-- EXERCISE MATERIAL start --

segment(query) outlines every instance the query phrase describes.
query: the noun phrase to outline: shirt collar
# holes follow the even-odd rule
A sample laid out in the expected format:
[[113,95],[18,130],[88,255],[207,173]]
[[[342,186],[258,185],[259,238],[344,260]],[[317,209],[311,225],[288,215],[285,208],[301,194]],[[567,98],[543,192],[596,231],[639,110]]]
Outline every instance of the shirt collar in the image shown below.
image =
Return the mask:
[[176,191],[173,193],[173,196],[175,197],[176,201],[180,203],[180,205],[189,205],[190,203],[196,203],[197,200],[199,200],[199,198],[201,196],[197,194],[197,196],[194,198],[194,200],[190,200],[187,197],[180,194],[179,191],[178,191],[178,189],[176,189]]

-- EXERCISE MATERIAL end --

- EXERCISE AIM: Render the rows above as a JSON list of strings with one string per line, leaving out blank lines.

- RESULT OF THE EXERCISE:
[
  "segment(query) outlines every instance the query phrase describes.",
  "query: the noun phrase to outline: shirt collar",
  "# holes follow the even-odd rule",
  "A sample laid out in the expected format:",
  "[[113,95],[18,130],[88,255],[207,173]]",
  "[[[342,186],[258,185],[259,238],[344,260]],[[317,209],[311,225],[288,215],[285,208],[301,194]],[[567,98],[543,192],[596,231],[639,110]]]",
  "Outline every instance of the shirt collar in the image shown below.",
  "image =",
  "Return the mask:",
  "[[176,191],[173,193],[173,196],[175,197],[176,201],[180,203],[180,205],[189,205],[190,203],[196,203],[197,200],[199,200],[199,198],[201,196],[197,194],[197,196],[194,198],[194,200],[190,200],[187,197],[180,194],[179,191],[178,191],[178,189],[176,189]]"
]